Tarefa do exercício 1: Transcreva o trecho do texto sobre o boxe no Pan de Santiago-2023 que começa em "O boxe, no entanto, teve" e termina em "reconhecimento não mudará.".
Tarefa do exercício 2: Localize nas linhas abaixo todas aquelas em que aparece a palavra "face" e copie cada uma delas.
### Documento de origem ###
O boxe praticamente gabaritou nos Jogos Pan-americanos de Santiago-2023. De 13 categorias, entre os naipes feminino e masculino, foi ao pódio em 12. Bateu o recorde de medalhas e de ouros. Nas nove finais disputadas nesta sexta-feira, ganhou quatro. É a modalidade do Brasil com maior destaque da competição até aqui, ao lado da ginástica artística (14 medalhas, porém em mais disputas).
O boxe, no entanto, teve aproveitamento de 92,3%, classificou nove atletas para Paris-2024 e terminou em primeiro lugar no quadro de medalhas da modalidade (quatro ouros, cinco pratas e três bronzes), à frente dos EUA (seis no total, duas de cada cor) e Cuba (quatro, sendo duas de ouro, uma de prata e uma de bronze). Diferentemente da ginástica, as disputas do boxe se deram entre os melhore das Américas, sem times B ou desfalques. É uma façanha e tanto.
Em Tóquio-2020, o boxe já havia sido destaque para o país, com três medalhas, ao lado do skate e natação. Mas, Mateus Alves, treinador chefe da seleção permanente de boxe, não se ilude e diz que o reconhecimento não mudará.
— A mudança que gostaria é em relação ao reconhecimento e visibilidade para os atletas. Infelizmente temos de aceitar que não mudará, que não vamos ser como outros esportes como a ginástica— lamenta Mateus, que diz que não há milagre para a enxurrada de medalhas. — Isso aqui é esporte profissional e existe um processo. É preciso treinar, ter disciplina, rotina, constância, gastar dinheiro, investir. Ou não tem medalha. Não existe conto de fada, treino no quintal e pódio.
Ontem, teve show das mulheres: Beatriz Ferreira (60kg), Caroline Almeida (50kg), Jucielen Romeu (57kg) e Barbara Santos (66kg) conquistaram o ouro. Os medalhistas de prata foram: Tatiana Chagas, Keno Marley (92kg) e Wanderley Pereira (80kg). Contundidos, Michael Douglas (51kg) e Abner Teixeira (92kg) não fizeram suas lutas e ficaram em segundo. Os bronzes foram para Luiz Oliveira (57kg), Yuri Falcão (63,5kg) e Viviane Pereira (75kg).
— Nossa equipe feminina é monstruosa, fiquei muito satisfeito. Hoje, o Brasil e a Colômbia são as potências nas Américas no feminino. Os EUA, que tiveram três gerações que não tinha como ganhar, estão em entressafra. Mas faltou o ouro no masculino e isso está me mantando. Só me falta essa medalha como treinador — comenta Mateus, que, no entanto, não se arrepende de ter cortado os dois atletas contundidos de suas finais.
A marca anterior do boxe em Pans era de nove pódios, em São Paulo-1963, época em que era a modalidade era exclusiva masculina. Em Lima-2019, o Brasil havia conquistado cinco medalhas (um ouro, três pratas e um bronze).
### Dados disponíveis ###
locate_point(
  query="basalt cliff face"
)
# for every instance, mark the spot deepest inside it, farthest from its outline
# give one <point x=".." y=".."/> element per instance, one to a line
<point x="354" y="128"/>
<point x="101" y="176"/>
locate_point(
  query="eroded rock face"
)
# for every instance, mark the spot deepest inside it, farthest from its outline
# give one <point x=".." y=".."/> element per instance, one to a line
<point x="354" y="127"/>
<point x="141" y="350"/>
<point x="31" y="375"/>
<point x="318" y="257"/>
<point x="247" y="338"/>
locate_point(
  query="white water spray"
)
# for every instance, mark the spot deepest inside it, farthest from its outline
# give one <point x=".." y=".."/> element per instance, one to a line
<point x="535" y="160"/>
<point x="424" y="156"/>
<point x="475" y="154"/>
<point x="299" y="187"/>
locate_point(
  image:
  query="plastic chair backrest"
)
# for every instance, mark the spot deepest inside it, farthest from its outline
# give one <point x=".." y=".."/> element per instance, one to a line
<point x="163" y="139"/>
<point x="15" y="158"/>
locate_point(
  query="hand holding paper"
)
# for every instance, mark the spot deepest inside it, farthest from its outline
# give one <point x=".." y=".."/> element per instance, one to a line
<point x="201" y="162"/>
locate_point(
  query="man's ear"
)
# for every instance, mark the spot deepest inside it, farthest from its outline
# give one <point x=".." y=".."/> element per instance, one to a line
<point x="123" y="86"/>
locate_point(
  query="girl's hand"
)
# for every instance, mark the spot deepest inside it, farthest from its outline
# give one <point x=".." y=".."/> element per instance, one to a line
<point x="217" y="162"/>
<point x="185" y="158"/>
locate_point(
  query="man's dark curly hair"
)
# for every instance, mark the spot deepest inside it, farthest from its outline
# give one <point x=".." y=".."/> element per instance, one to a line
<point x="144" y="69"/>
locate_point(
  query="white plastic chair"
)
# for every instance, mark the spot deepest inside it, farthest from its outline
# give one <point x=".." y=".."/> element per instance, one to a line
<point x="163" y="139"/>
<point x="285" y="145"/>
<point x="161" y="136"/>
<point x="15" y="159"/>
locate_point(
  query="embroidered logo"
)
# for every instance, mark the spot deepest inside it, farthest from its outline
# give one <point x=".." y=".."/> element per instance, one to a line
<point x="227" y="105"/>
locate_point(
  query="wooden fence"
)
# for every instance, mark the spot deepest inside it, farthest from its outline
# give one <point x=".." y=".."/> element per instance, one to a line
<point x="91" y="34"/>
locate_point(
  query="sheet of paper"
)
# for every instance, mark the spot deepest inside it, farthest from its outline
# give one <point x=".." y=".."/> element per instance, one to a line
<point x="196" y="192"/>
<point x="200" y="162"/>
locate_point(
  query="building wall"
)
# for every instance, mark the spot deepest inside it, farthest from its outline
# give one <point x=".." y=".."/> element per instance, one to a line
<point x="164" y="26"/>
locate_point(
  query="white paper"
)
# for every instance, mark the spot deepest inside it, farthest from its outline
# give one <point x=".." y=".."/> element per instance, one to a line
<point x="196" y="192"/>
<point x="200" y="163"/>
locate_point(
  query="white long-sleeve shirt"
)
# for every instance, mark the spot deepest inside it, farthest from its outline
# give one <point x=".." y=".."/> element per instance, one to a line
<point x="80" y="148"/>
###
Saída completa 1:
O boxe, no entanto, teve aproveitamento de 92,3%, classificou nove atletas para Paris-2024 e terminou em primeiro lugar no quadro de medalhas da modalidade (quatro ouros, cinco pratas e três bronzes), à frente dos EUA (seis no total, duas de cada cor) e Cuba (quatro, sendo duas de ouro, uma de prata e uma de bronze). Diferentemente da ginástica, as disputas do boxe se deram entre os melhore das Américas, sem times B ou desfalques. É uma façanha e tanto.
Em Tóquio-2020, o boxe já havia sido destaque para o país, com três medalhas, ao lado do skate e natação. Mas, Mateus Alves, treinador chefe da seleção permanente de boxe, não se ilude e diz que o reconhecimento não mudará.

Saída completa 2:
  query="basalt cliff face"
  query="eroded rock face"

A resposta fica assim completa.